++++ Source document

Most people think finding the right combination of medicine is the most important requirement to recover from depression. But it’s not. Nor is working with a therapist and employing cognitive behavioral strategies, although they both can be very helpful. Using mindfulness techniques, eating the right diet, getting regular sleep, and reaching out to a support network? They’re key, but aren’t first on the list.
What’s most important is hope—the belief that you will get better.
Hope alone has the power to keep us alive during those despairing moments and is more effective than anything else in propelling us forward in our recovery. All the things listed above can generate hope. However, I like to get creative and employ a number of other ways, as well, to build a sense of optimism. Here are a few of them.
Visit Places of Hope
Return to a place where you first breathed a sigh of relief that your tomorrow might not be as painful as your today. It may be some special woods or a secluded park bench by the water. Some people experience the seeds of hope in a church chapel or another sanctuary of sorts.
For me, it’s the Jesus statue in the domed Billings Administration Building on the campus of Johns Hopkins. In March of 2006, I walked by that statue on my way to a consultation with the Mood Disorder Center. I had been severely depressed for 18 months—after working with six doctors and trying over 20 different medication combinations.
I stood in front of the 10-foot “Christus Consolator” or “The Divine Healer” statue much like the hemorrhaging woman in the Gospels who was bleeding to death. She believed if she just touched the robe of Jesus that she would be healed. And she was. When I read the engraved words at the base of the statue — “Come to Me, all who are weary and burdened, and I will give you rest” (Matthew 11:28) — I burst into tears. Then I looked into the eyes of Jesus and said, “I believe. Please heal me.”
That moment clearly marked the beginning of my miracle, even if my healing wasn’t as immediate or complete as the hemorrhaging woman. Whenever I return to Hopkins for any reason, I visit the statue to thank Jesus and to, once again, access that feeling of hope.
Re-Experience Happy Memories
Our bodies remember everything: smells, tastes, sounds, touch. Some research says the memories reside somewhere in our cells, where we can recall it. This cellular storage explains why trauma is so difficult to recover from, but it also means that we can tap into our happy memories in order to generate feelings of optimism and hope.
Some of my best memories as a young girl were swimming with my friends and then riding our bikes to the ice-cream shop. I would always order mint-chocolate chip on a sugar cone covered in chocolate sprinkles. I purposely try to recreate that memory today by swimming with friends and walking downtown to enjoy my childhood treat.
My attempts at jogging my memory are not totally unlike what some scientists from the University of California, Los Angeles did to some marine snails. They administered serotonin to the snails’ neurons, which created more synapses and better long-term memory. Recreating happy memories by using all of our senses essentially does the same thing — aids memory and allows you to see beyond the limited perspective of depression.

++++++++
++++ Record excerpts

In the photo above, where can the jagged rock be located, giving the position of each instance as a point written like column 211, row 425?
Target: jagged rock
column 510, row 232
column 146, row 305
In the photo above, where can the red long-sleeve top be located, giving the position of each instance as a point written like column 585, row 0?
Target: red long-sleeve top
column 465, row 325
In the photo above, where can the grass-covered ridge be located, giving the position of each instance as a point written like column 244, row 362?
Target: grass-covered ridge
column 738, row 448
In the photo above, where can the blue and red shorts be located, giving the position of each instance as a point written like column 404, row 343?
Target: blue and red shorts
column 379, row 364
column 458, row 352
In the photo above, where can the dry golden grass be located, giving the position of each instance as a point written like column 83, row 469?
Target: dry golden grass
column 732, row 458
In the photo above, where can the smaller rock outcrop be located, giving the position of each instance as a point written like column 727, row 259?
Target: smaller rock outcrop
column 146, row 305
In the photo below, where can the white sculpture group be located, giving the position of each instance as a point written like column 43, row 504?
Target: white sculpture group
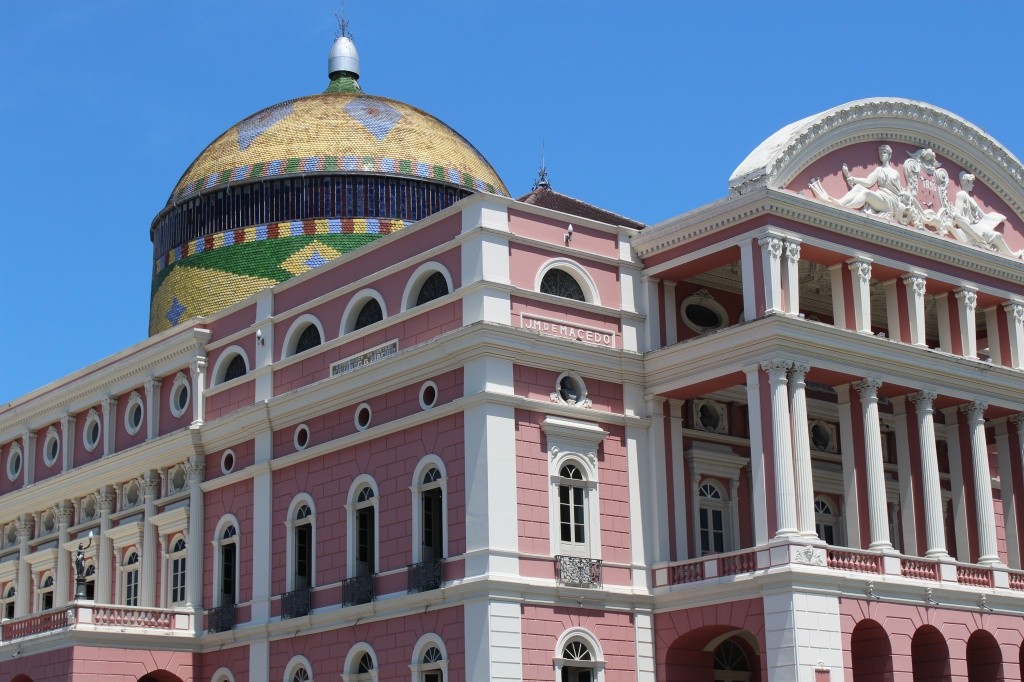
column 924, row 203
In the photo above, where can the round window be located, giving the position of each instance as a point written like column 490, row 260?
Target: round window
column 363, row 417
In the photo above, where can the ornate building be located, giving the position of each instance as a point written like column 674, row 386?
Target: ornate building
column 393, row 424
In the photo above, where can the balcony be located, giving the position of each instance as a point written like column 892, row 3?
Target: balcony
column 358, row 590
column 426, row 576
column 220, row 619
column 578, row 571
column 295, row 604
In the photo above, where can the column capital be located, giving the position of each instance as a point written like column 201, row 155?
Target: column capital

++++++++

* **Exercise**:
Decide whether each statement agrees with the passage on hope in recovering from depression, and answer yes or no with the deciding words of the passage quoted exactly. 1. Before the March 2006 consultation, the writer had tried more than 20 medication combinations. 2. The Christus Consolator statue at Johns Hopkins stands 12 feet tall. 3. The University of California, Los Angeles scientists gave the marine snails' neurons dopamine.

* **Answer to this exercise**:
1. Yes: "after working with six doctors and trying over 20 different medication combinations"
2. No: "the 10-foot “Christus Consolator” or “The Divine Healer” statue"
3. No: "They administered serotonin to the snails’ neurons"